• Texte à lire
⁂

Seule solution : arrêter toute production, qui était d’ailleurs l’objectif de la proposition de loi de Nicolas Thierry, prévoyant dès le 1er janvier 2026 l’interdiction de fabriquer, importer, exporter et commercialiser certains produits comprenant des PFAS. Cela concerne notamment les cosmétiques, les produits de fart pour les skis, les vêtements, les chaussures et les imperméabilisants textiles. Les tenues ou chaussures de protection, comme celles des pompiers, en sont exemptées, ainsi que les ustensiles de cuisine en téflon, au grand regret de l’élu.
Un autre défi majeur réside dans le rejet des PFAS dans l’environnement.
Le texte prévoit le contrôle sanitaire de la présence de PFAS dans les eaux potables, et demande une contribution aux entreprises dont l’activité entraîne le rejet de ces substances dans l’eau. En raison de leur permanence, le contrôle et la destruction des PFAS est extrêmement coûteux. Cela pose d’importantes questions de justice sociale, car les collectivités en charge de la compétence « assainissement » ont rarement les moyens nécessaires. Un problème que le député EELV Nicolas Thierry s’est proposé de résoudre par le principe du « pollueur-payeur » : les industriels émettant des PFAS devront payer une redevance assise sur les rejets de PFAS dans l’eau.
Ce principe a suscité une vive opposition de la part de l’extrême-droite, unique groupe politique présent à l’Assemblée à rejeter la proposition de loi. Il dénonce notamment l’absence d’une étude d’impact précise, la non-prise en considération des retombées sur les industriels, l’omission des bénéfices des PFAS, ainsi que la prétendue favorisation du marché chinois. Le député Pierre Maurain n’a pas hésité à qualifier le groupe EELV d’« Asie Ecologie les Verts », et à affirmer que le gouvernement en serait une « succursale ». Des arguments qui ne sont pas sans rappeler le poids des lobbies dans le processus législatif.
Les lobbies, entre influence sur la législation et défense des intérêts
Il ne s’agit pas là de groupes obscurs qui errent sans but précis dans les couloirs de l’Assemblée nationale ou du Sénat. Mais d’entreprises ou d’associations qui défendent leurs intérêts de manière très concrète, au travers de campagnes de communication, de rapports d’expertise ou de rencontres avec les députés pour influencer la rédaction et le dépôt d’amendements – une prérogative parlementaire.
Le but : faire entendre ses idées pour créer un environnement intellectuel et public allant dans leur sens.

⁂

Entrées de données enregistrées

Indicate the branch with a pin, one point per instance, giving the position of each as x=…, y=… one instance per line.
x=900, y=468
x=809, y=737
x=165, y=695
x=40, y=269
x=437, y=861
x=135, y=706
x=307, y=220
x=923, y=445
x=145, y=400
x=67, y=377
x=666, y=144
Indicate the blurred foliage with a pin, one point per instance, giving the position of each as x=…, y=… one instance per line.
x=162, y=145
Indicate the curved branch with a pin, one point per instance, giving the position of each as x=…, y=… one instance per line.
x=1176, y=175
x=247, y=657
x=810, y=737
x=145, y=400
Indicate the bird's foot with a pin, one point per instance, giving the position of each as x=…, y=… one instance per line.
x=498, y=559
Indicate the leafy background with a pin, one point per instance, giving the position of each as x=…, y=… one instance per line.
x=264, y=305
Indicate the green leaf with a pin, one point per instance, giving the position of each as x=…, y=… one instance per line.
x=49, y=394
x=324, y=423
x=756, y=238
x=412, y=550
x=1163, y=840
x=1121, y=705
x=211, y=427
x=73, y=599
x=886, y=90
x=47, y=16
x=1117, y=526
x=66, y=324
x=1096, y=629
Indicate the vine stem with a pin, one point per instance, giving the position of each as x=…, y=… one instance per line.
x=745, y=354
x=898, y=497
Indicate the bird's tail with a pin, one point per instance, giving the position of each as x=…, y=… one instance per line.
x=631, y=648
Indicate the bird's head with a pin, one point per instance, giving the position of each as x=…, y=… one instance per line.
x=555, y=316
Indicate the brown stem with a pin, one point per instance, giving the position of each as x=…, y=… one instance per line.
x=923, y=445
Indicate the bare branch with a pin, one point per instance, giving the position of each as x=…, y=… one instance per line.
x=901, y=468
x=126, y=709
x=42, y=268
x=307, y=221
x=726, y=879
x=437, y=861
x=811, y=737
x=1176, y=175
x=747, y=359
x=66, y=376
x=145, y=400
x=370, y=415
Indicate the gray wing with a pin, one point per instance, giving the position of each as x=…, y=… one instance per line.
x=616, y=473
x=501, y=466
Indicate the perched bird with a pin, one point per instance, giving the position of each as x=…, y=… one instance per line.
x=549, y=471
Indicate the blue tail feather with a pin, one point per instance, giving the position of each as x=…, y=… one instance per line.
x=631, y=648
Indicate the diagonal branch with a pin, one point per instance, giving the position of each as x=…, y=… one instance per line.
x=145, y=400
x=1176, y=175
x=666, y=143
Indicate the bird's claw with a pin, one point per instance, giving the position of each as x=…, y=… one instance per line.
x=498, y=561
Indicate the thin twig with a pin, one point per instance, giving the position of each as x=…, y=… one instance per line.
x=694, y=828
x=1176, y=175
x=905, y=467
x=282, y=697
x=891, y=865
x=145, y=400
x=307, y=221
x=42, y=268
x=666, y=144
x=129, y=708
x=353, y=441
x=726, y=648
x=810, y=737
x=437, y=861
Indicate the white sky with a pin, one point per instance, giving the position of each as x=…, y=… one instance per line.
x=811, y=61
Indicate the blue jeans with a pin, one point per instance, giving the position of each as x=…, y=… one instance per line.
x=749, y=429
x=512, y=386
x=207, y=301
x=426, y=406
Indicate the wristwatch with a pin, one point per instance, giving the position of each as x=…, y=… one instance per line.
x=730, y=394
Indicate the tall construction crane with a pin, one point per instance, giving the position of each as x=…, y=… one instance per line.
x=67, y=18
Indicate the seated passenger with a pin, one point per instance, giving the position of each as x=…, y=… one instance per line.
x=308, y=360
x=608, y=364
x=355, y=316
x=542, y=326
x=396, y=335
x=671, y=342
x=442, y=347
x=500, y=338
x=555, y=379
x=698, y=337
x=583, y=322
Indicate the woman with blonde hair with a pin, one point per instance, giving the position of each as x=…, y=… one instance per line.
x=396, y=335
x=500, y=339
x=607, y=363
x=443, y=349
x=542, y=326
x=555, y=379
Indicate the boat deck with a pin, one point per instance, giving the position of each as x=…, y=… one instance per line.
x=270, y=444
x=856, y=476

⁂

• Marche à suivre
Poursuivez le texte à lire sur la loi contre les PFAS et le rôle des lobbies, à partir de sa dernière phrase.

• Résultat
Il s’agit d’un processus très encadré, qui fait l’objet d’une régulation de la part de la Haute Autorité pour la Transparence de la Vie Publique (HATVP). Or, celle-ci a déjà recensé pour 2023 de nombreuses actions du groupe SEB, propriétaire de la marque Tefal, qui fabrique des ustensiles de cuisine. Les données de 2024 ne sont pas encore accessibles – les lobbyistes ont jusqu’au mois de mars pour déclarer leurs activités de l’année précédente – mais la militante écologiste Camille Etienne a révélé qu’une rencontre avait eu lieu entre le député RN Frédéric-Pierre Vos, à l’origine de la plupart des amendements déposés sur le texte – et deux communicants du groupe SEB.
L’influence des industriels est d’ailleurs facile à détecter : les discussions ont exclusivement été réduites aux aspects économiques et techniques, les élus d’extrême-droite reprenant les arguments des principaux lobbies et entreprises, comme le groupe SEB, le groupe Arkema, spécialisé dans la chimie ou le Cefic (Conseil européen de l’industrie chimique).
Cependant, les lobbies industriels et les députés du RN ont échoué à faire modifier le texte en deuxième lecture, et ce malgré les 38 amendements déposés qui auraient suffi à relancer la machine parlementaire. Une véritable victoire trans-partisane en faveur de l’écologie et de la santé publique. La proposition de loi était par ailleurs soutenue par le gouvernement, représenté par la ministre de la Transition écologique Agnès Pannier-Runacher.
Après le Danemark en 2020 et l’Etat du Maine en 2021, la France devient à son tour pionnière dans la lutte contre les PFAS, ouvrant la voie à une prise de conscience à l’échelle européenne.